Retype the entries below, starting at the very first line and ending at the line that contains "column 2, row 38", both included. Leave the pictures out of your copy.

# Extracted material:
## BEGIN
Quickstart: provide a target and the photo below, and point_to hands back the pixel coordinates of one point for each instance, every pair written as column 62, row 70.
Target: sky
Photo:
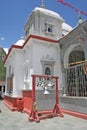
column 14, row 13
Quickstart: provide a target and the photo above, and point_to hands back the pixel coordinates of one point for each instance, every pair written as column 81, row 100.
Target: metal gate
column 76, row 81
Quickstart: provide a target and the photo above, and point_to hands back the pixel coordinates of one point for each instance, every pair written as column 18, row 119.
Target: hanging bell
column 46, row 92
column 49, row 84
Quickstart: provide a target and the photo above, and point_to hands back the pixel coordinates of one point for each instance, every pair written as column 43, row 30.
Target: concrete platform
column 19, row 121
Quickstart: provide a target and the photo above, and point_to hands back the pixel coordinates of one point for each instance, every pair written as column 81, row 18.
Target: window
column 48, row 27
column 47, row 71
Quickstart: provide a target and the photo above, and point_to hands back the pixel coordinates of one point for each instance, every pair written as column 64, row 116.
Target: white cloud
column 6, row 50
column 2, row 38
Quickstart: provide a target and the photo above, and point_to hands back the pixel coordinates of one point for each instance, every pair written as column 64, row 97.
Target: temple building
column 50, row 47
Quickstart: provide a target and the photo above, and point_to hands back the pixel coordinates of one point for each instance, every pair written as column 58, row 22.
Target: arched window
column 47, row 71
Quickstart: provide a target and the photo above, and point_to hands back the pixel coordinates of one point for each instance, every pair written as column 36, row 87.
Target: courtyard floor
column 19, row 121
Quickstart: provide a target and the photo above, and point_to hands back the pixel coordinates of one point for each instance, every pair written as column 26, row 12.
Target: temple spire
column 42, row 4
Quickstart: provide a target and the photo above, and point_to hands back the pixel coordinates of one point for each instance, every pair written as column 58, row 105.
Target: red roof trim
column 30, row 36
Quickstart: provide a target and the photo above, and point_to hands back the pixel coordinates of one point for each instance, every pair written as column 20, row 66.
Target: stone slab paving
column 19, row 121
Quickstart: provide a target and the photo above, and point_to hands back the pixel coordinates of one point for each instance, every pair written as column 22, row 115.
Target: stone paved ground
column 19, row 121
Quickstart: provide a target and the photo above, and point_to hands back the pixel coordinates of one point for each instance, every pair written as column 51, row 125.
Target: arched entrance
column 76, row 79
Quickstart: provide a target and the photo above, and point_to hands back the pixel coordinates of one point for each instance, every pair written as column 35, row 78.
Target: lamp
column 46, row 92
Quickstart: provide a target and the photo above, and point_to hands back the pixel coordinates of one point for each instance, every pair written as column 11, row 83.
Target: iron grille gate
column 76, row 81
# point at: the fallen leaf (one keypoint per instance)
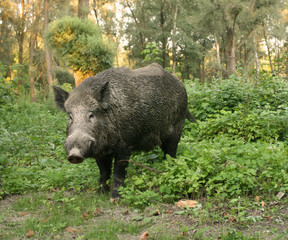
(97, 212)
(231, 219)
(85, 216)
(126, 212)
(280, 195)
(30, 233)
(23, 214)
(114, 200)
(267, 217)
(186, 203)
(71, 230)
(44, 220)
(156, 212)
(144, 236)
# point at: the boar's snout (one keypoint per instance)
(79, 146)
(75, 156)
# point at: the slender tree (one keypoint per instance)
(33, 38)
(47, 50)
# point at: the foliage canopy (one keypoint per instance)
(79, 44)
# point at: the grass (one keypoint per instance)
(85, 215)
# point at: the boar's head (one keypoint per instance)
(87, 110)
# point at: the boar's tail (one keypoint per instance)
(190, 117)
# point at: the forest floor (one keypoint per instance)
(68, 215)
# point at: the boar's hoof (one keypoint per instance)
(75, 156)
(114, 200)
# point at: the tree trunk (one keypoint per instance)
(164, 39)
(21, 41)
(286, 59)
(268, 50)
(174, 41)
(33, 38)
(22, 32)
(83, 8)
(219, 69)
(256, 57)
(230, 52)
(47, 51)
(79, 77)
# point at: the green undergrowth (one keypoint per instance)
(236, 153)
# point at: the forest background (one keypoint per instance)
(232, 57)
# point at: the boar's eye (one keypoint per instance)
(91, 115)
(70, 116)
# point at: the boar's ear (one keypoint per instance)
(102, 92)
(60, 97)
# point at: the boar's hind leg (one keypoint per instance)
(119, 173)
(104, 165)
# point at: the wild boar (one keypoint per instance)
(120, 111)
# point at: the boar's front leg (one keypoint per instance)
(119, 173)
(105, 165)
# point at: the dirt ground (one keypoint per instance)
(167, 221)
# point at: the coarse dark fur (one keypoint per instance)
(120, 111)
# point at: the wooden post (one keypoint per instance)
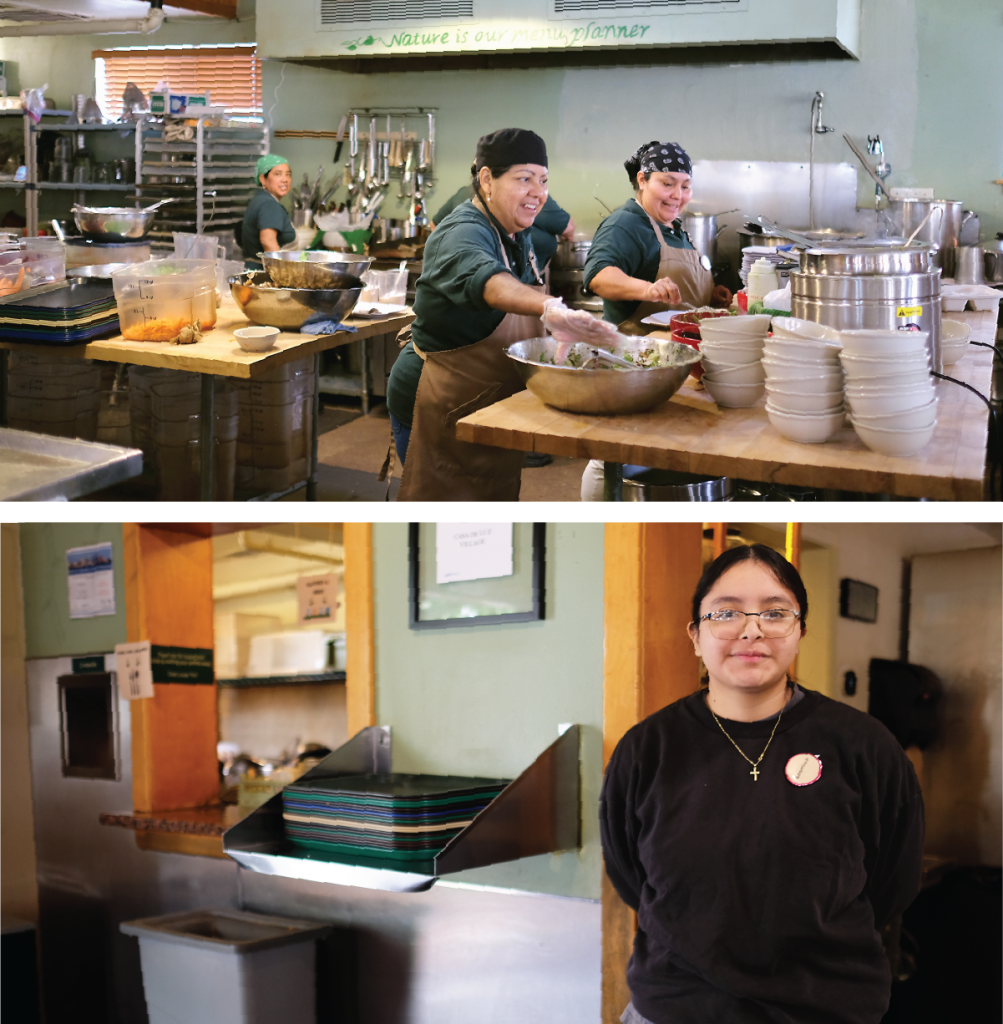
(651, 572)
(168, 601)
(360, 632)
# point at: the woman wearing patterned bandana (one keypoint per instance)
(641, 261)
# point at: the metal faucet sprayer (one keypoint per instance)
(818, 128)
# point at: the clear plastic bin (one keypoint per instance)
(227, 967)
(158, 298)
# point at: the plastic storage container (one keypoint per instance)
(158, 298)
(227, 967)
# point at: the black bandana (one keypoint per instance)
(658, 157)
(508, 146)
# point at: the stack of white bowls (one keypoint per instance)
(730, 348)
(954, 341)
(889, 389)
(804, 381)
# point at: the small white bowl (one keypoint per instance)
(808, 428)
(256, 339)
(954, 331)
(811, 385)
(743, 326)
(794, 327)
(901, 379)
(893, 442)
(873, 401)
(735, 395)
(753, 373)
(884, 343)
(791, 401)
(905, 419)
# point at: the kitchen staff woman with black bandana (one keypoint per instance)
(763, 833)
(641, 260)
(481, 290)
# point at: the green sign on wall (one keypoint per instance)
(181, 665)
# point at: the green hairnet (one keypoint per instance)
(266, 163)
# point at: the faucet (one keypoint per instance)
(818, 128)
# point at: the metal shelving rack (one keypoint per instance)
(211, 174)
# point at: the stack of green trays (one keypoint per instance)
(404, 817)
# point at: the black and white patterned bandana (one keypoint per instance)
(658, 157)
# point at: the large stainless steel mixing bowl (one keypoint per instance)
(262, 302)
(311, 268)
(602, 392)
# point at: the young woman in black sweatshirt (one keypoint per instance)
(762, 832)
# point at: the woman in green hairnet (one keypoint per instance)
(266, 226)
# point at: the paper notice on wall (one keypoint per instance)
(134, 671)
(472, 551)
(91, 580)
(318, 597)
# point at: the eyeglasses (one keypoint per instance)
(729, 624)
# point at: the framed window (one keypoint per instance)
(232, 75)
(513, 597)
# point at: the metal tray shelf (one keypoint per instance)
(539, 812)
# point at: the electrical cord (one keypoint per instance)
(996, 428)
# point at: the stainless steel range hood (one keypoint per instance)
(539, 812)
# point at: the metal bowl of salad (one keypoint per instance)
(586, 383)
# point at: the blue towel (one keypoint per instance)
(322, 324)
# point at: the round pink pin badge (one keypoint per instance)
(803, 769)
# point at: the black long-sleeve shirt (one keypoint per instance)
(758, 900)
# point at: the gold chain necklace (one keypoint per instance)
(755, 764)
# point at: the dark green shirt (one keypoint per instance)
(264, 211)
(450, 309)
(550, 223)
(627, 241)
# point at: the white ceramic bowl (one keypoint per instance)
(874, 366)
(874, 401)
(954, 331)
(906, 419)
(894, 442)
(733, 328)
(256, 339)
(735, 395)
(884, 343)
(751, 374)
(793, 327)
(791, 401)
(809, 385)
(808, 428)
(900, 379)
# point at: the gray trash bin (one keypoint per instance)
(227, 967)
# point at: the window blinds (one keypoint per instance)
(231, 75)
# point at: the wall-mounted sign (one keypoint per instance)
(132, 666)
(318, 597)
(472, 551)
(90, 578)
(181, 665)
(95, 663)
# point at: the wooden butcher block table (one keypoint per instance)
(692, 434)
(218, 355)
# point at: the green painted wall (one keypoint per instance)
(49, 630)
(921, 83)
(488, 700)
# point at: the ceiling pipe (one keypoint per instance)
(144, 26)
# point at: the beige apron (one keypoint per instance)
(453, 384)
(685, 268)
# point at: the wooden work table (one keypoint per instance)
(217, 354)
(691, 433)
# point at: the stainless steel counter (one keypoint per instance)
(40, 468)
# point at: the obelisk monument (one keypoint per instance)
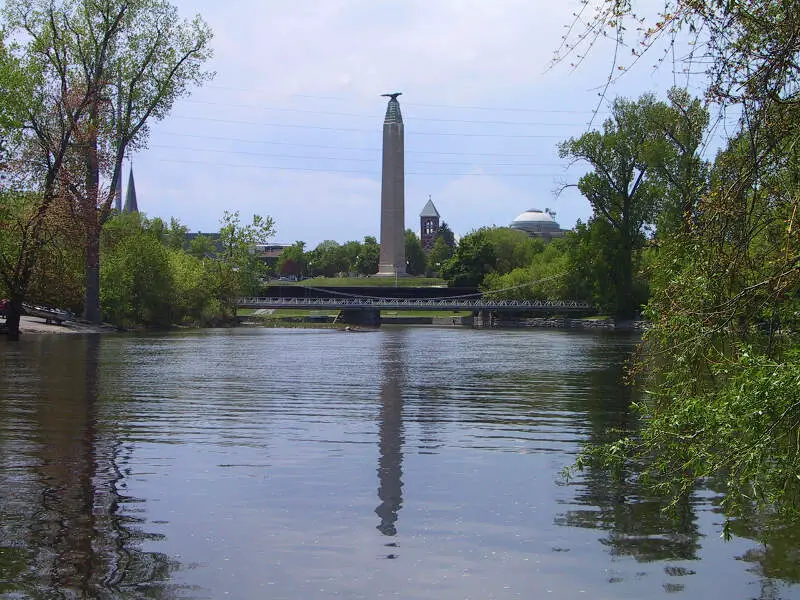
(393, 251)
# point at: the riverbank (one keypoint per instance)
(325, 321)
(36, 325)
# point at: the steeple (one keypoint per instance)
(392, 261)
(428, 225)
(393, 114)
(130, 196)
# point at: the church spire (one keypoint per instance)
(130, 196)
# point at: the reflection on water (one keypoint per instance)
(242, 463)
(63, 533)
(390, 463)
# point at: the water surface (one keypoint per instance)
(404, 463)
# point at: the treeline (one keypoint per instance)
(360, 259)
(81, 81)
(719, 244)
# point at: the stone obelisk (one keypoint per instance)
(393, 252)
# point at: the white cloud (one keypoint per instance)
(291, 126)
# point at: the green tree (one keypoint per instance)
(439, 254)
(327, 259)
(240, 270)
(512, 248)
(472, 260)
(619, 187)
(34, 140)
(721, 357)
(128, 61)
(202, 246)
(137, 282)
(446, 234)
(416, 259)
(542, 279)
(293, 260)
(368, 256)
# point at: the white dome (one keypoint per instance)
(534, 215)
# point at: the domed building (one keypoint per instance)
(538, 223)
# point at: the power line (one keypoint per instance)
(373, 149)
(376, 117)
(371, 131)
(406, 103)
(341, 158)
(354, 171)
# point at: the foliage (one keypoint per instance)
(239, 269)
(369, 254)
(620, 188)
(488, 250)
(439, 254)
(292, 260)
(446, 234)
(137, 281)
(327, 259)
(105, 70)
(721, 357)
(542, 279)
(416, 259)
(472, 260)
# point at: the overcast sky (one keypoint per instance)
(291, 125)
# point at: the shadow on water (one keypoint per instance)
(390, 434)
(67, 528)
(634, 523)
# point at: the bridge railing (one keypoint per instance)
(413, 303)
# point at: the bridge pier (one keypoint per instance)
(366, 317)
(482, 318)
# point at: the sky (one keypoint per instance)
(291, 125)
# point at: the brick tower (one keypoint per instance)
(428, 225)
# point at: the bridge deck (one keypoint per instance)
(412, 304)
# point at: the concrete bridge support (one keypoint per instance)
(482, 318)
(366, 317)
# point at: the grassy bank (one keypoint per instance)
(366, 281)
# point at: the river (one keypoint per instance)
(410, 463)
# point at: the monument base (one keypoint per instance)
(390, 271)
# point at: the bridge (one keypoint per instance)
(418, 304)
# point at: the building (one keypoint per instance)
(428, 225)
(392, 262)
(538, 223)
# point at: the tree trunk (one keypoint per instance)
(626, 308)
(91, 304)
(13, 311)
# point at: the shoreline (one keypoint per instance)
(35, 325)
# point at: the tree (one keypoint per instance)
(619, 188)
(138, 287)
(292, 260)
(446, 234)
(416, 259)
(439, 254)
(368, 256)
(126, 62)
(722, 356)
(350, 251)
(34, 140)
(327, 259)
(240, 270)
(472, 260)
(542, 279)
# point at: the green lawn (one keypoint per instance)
## END
# Finished answer:
Quickstart: provide a target and the photo below, and point_to hands back the pixel coordinates of one point for each instance, every pair written as column 62, row 70.
Target: sky
Photo:
column 14, row 13
Quickstart: provide a target and the photo above, and point_to hands back the pixel coordinates of one point for each instance, every pair written as column 81, row 100.
Target: metal gate
column 76, row 81
Quickstart: provide a target and the photo above, and point_to hands back the pixel coordinates of one point for each instance, every pair written as column 18, row 119.
Target: hanging bell
column 46, row 92
column 49, row 84
Quickstart: provide a target and the photo above, and point_to hands back the pixel coordinates of one point for each instance, every pair written as column 43, row 30.
Target: concrete platform
column 19, row 121
Quickstart: provide a target and the photo above, and point_to hands back the pixel coordinates of one point for each instance, every pair written as column 81, row 18.
Target: window
column 48, row 27
column 47, row 71
Quickstart: provide a target and the photo above, and point_to hands back the pixel coordinates of one point for each instance, every pair written as column 64, row 116.
Target: white cloud
column 6, row 50
column 2, row 38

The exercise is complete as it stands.